Extracted data entries:
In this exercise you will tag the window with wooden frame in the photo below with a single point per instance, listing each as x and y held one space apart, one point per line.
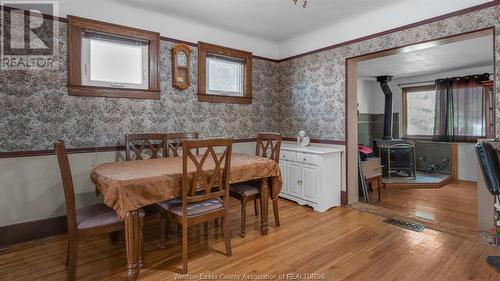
473 114
419 111
109 60
224 74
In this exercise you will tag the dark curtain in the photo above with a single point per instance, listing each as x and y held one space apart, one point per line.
460 105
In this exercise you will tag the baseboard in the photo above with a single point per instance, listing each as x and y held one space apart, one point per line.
32 230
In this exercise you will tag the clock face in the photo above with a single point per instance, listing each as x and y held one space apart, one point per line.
181 59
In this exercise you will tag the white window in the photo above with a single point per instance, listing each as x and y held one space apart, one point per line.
114 61
420 112
224 75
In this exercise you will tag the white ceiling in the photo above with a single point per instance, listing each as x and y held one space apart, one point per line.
452 56
280 20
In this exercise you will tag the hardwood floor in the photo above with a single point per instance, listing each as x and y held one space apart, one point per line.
454 204
342 244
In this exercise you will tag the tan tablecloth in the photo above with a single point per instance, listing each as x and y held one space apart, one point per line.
127 186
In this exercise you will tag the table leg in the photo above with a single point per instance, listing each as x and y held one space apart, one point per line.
264 205
132 224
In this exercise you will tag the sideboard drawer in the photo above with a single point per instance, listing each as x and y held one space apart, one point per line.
308 158
288 155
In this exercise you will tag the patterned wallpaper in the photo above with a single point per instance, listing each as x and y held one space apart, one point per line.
302 93
313 86
36 110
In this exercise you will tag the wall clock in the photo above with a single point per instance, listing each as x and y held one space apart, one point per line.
181 66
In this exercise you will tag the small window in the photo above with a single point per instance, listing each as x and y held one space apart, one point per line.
110 60
225 75
420 111
114 61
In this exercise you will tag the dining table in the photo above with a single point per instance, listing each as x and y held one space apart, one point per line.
130 185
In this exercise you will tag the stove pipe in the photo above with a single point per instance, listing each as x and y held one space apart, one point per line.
388 105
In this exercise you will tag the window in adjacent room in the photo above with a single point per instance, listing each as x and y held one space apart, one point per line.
420 111
453 110
225 75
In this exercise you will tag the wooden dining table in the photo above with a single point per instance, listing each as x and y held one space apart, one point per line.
130 185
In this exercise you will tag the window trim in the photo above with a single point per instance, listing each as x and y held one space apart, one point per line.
76 25
405 92
203 96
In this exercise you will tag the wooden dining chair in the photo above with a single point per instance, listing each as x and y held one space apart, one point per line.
205 189
268 145
142 145
91 220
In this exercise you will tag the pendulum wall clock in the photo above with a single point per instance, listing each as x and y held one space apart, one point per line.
181 66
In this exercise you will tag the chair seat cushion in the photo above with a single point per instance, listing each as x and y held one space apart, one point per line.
175 206
245 189
97 215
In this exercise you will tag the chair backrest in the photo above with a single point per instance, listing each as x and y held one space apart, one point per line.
211 176
174 141
156 144
268 145
490 167
67 181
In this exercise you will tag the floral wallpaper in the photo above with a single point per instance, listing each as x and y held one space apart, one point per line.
302 93
36 110
313 86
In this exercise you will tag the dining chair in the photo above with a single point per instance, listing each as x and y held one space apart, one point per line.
268 145
205 189
142 145
174 143
88 221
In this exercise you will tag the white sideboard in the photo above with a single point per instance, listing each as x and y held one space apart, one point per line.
312 175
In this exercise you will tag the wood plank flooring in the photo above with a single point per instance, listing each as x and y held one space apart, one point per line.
454 204
341 244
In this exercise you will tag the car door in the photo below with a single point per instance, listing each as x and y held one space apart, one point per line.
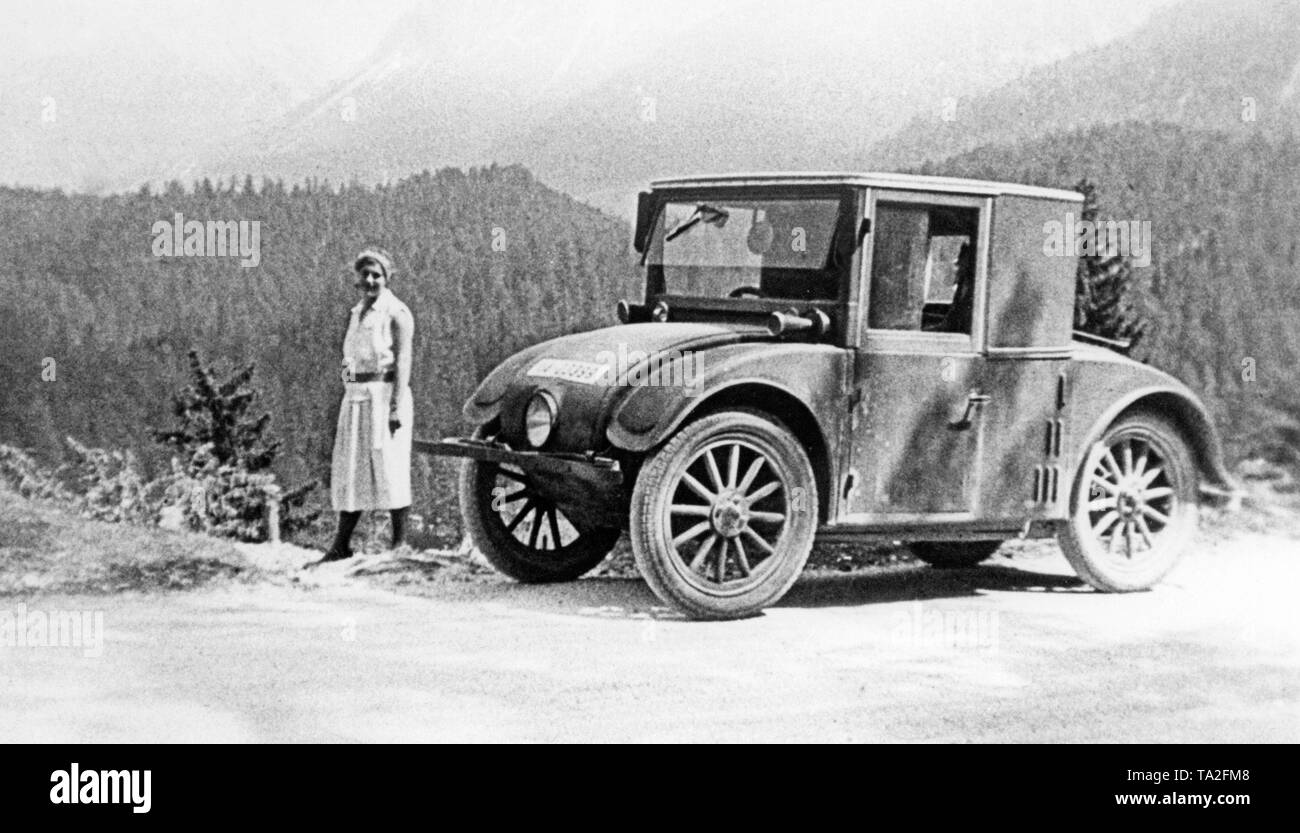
918 376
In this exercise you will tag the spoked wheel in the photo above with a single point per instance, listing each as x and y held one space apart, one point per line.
521 532
724 515
1134 506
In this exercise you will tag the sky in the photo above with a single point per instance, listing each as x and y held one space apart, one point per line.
311 43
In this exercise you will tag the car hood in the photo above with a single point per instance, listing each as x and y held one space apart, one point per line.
599 359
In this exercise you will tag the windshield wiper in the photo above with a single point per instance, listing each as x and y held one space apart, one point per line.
706 213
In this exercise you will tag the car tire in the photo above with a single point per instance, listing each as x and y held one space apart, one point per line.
953 554
515 526
1134 506
723 515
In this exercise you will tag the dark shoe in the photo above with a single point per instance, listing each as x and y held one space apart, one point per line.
333 554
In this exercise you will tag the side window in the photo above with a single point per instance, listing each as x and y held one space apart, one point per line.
923 268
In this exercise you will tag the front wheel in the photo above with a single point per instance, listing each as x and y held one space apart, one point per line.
521 532
723 515
1132 510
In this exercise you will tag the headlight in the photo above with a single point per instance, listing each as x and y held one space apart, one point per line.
540 419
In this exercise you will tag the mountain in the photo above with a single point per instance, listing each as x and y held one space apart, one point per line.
103 107
1222 293
597 102
1209 64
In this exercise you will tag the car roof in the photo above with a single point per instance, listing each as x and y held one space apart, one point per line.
876 179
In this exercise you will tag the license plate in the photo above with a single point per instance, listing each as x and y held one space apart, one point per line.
570 371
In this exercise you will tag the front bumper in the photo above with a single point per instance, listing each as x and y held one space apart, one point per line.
583 485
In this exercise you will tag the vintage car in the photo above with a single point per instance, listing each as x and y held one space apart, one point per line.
844 358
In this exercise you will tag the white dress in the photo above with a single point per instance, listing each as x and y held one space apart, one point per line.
372 465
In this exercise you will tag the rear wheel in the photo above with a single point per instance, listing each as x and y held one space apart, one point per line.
723 515
1132 510
521 532
953 554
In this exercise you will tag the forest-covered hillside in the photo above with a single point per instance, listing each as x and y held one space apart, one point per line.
1222 291
489 261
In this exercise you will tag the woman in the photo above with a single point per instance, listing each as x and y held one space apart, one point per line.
372 443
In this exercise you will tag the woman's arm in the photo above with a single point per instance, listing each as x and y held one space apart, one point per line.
403 338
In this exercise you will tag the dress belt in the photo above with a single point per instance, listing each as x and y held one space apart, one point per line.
386 376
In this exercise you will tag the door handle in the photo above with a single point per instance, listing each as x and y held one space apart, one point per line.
975 400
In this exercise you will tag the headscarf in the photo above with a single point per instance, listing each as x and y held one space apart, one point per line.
376 256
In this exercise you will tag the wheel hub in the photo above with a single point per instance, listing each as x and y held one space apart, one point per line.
729 515
1129 503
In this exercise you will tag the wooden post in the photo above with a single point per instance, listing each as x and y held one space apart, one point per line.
273 519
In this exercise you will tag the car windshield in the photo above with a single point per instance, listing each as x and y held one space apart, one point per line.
746 247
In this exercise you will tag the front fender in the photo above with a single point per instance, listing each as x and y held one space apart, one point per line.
813 374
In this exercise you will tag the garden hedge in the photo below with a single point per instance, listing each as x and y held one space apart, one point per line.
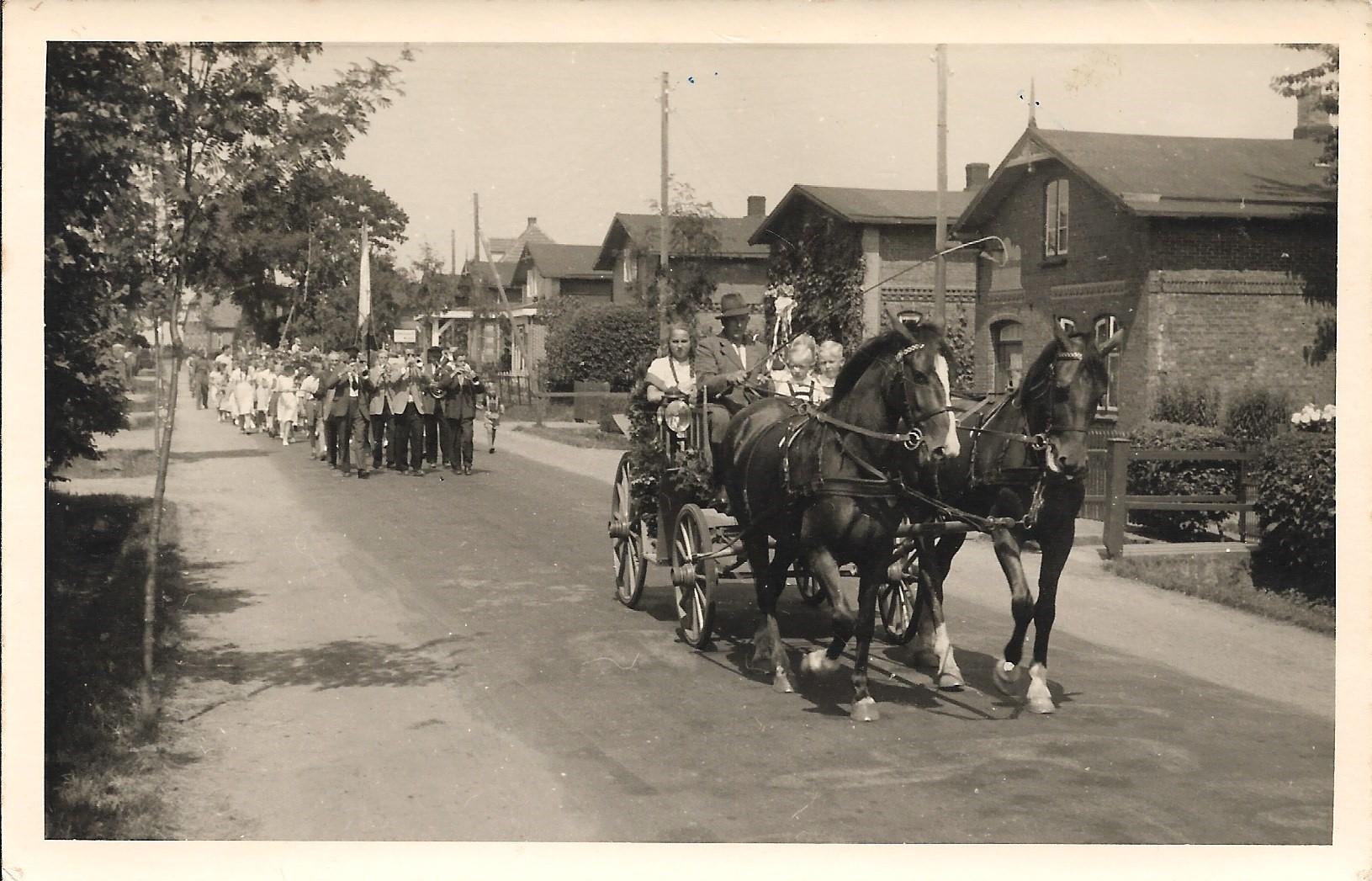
1294 502
601 343
1180 478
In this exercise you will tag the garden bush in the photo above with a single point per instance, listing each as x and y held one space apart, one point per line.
1257 415
601 343
1189 404
1295 505
1180 478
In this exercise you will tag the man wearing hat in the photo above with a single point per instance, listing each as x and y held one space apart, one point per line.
349 412
726 363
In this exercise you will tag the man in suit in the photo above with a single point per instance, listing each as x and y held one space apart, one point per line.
726 363
411 401
435 424
379 413
463 390
349 412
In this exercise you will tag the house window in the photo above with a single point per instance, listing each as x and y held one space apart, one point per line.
1056 219
1009 350
1106 326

> [DIRECTIONS]: Could you restate the entries word for word, skipping any pictures?

> [SOLUTION TO THE EXERCISE]:
In this exercise you will tag the window with wooden frame in the photo below with a single point per instance, listing each as x and y held one space apart, one point per line.
473 114
419 111
109 60
224 74
In this exercise you will tag the dark curtain in the photo above with a single point per instance, listing each as x and y held one space apart, one point per line.
460 105
In this exercise you will tag the baseboard in the photo above with a single point per instance, listing each as x and y held one space apart, one point per line.
32 230
In this exercise you will tag the clock face in the photo above with a single point per instance, listing each as x and y held one space apart, one point per line.
181 59
In this exercise you will tag the white window in the photo above with a single point per instance, listing each as x and y held one space apart, one point per line.
114 61
420 112
224 75
In this exercise you will tag the white ceiling in the photo above with a single point per instance, listing each as x and y held one space apart, one point per line.
452 56
280 20
In this exercise you will tag the hardwood floor in the photo above with a single point per instance, listing each as x and y held one space apart, one point per line.
454 204
342 244
In this exercise you will tag the tan tablecloth in the photo above with a single point per instance, listing each as x and y held one space apart, one point per line.
127 186
In this exercise you will tag the table leg in the photo above with a single point per instance, listing each as x and y held one space apart, one point per line.
264 205
132 224
In this exercise you will tag the sideboard drawer in the photo above with a single point per instance, listing each as x and y held one space apart, one point per line.
308 158
288 155
In this exercise you will tag the patterned wallpaper in the photo above with a single point per instance, listing each as x and y held one space apart, one point per line.
302 93
313 86
36 110
In this exercise you will tag the wall clock in the photo above with a single point per instance, listing each as x and y held one space apart, one point per line.
181 66
In this exercise you will tag the small window in the photo above with a single point per instance, listing each as x and y held one space apart, one point per line.
110 60
225 75
420 111
114 61
In this exercise you will tag the dining table in the photo above with a single point per instance, listing each as x and y held one space apart, one point per line.
130 185
In this exercise you will tag the stove pipe in the photo above with a single point per instance, listing each as x and y held one space apart, one point per line.
388 105
In this exercise you will tag the window in adjacent room in the photo above with a single point per instance, listing each as x and y held one space apart, one point per line.
420 111
453 110
225 75
In this exercise you will tag the wooden dining table in the photo above with a single point per instance, listing each as x and y held one space apart, one point per line.
130 185
In this exercise you will tag the window trim in the photo above with a single point per instance, listing each as x and y held one space apart, one point per line.
76 25
405 92
203 96
In this exercise you will tag the wooden dining chair in the photo above with a single point per instance, listing each as x and y held one space apart, one point per line.
205 189
268 145
142 145
91 220
In this exercise you will tag the pendulum wall clock in the photo above with a single point per instance, listing each as x and y held one space apart, one point per line.
181 66
In this exercise you will tag the chair seat cushion in the photo above with a single point per instance, listing each as x and y held one space apart, one point per line.
175 206
245 189
97 215
In this exercise you will tag the chair backrest in the photo above with a single point per instance, listing each as x and y held one space apart, one point per line.
211 176
174 141
156 144
268 145
490 167
67 181
In this exercise you will tag the floral wallpaper in the photo above with a single point per instance, listing each as x and y held one space apart, one point per line.
302 93
36 110
313 86
In this exercise you will tag the dining chair in the photo above with a single point per instance, listing each as x and y held one space apart, one point per line.
268 145
205 189
142 145
174 143
88 221
In this exercise you will tag the white sideboard in the photo above with a single point per instance, listing each as x and y held one space apart, one point per line.
312 175
In this exercise you will tag the wood plank flooring in the photo above with a single point per instance, listing each as x and y held one space apart, one point per line.
454 204
341 244
In this exercise you will tag the car door in the photo below with a single point per instance, listing each as x and y held one space apart, one point per line.
918 376
In this exercise you will tag the spoked wheel in the photo above with a single point per instance, listing each as x and y held one space apart, one point per line.
521 532
724 515
1134 506
In this exercise you will tag the sky in the photo above with a single point per instance, listing each as x and y held one space apart, one point per line.
311 43
In this exercise you will tag the car hood in the photo above with a single point per instance, listing each as x and y held one space apart, one point per line.
599 359
In this exercise you will tag the windshield wiper in the photo above with a single point per instance, listing each as x and y held one space apart, one point per line.
706 213
In this exercise you will tag the car tire in the photo above with a single point per instance, listing each as x and y held one space apart, one point per line.
953 554
515 526
1134 506
723 515
In this exercise you will tag the dark shoe in the photo above with a single point per instance, listing each as x and y held one space apart, one point per line.
333 554
In this exercise you will tag the side window in the photo above with a single point per instance, listing each as x and y held one space apart, one point per line.
923 268
In this exercise you will tag the front wheel in the photo above with a single point per instance, listing each as x and y held one space apart, one point per line.
521 532
723 515
1132 510
In this exercise you will tag the headlight in the photo above with a single point per instance, listing each as x and y held one space apart, one point per line.
540 419
In this exercise you will tag the mountain in the photo above with a single point per instance, listing each as x and y held one space apart, one point per line.
103 107
1222 293
597 102
1209 64
In this exercise you will tag the car roof in the photo above with a single point per instance, listing each as x and y held one space apart, one point per line.
876 179
In this exercise you will tag the license plate in the photo above with a single point per instance, listing each as x and y held one space apart, one point per line.
570 371
In this exercise you will tag the front bumper in the photo above with a single point per instance, listing each as x and y held one space apart, one point per line.
583 485
In this exercise you will tag the vintage car in the photo above with a single point per instance, listing each as x and y held one space apart, one point per line.
844 358
In this exercise you will tag the white dress in the photo above with a single point per instance, listing each as x and y held one space apart, one point per line.
372 465
In this exercise you will tag the rear wheel in the photo above with a single point per instance, listing each as x and y held one space apart, one point per line.
723 515
1132 510
521 532
953 554
In this exercise you will tag the forest-covered hillside in the photo above with a single point per instance, listing each as x and y held one space apart, one point per line.
1222 291
489 261
In this exercise you will tag the woman in the photo above with a single point per instance, listing each as x and y held one space apart, one point per line.
372 443
In this exercise you will tag the woman's arm in the photo above with a single point per instance, listing each as x and y held one space apart, one point per line.
403 338
In this exercise you will tag the dress belt in the photo above with a single point per instance, listing each as x and y held one space apart, one point per line.
386 376
In this exercise you will tag the door handle in the photo above with a single point per instance, listing each as x and y held one space apart, one point per line.
975 400
In this exercise you will tag the headscarf in the photo above with a single point per instance, listing each as x and y held one space apart, one point per line.
376 256
In this exercise you will tag the wheel hub in the photo above with a single point per instance, listing each as x and y held one space apart, one point per line.
729 515
1129 503
In this exercise you will tag the wooden post in the photo above with a single point per instance, listing each as x and y held one space apart, one point per line.
273 519
In this exercise you will tag the car windshield in the photo above with a single point per instance, listing each as x and y held one space apart, one point per line.
746 247
In this exercise you will tag the front fender in the photo above with a single point per instance, listing each as x and y held one space apart, one point per line.
813 374
In this exercise you will tag the garden hedge in the photo below with a single point per instance, listing each as x and y held one space apart, one point per line.
1294 502
601 343
1180 478
In this exercise you will tag the garden bush in the photo above with a single point per instance, listing each as x and y held one space apart, one point per line.
1257 415
601 343
1189 404
1295 505
1180 478
In this exercise you will tag the man wearing hat in the photo above with a single point per instance, listing each as x and y held one space apart, one point per line.
349 412
726 363
In this exercise you will tag the man in suit in the photo above with a single point per instance, listing each as x and y held one space apart, one point per line.
726 363
411 401
435 424
379 413
463 390
349 412
In this exercise you will tag the house window in the photo above with a single point per instance, listing each as x and y held one space apart, one point per line.
1056 219
1009 350
1106 326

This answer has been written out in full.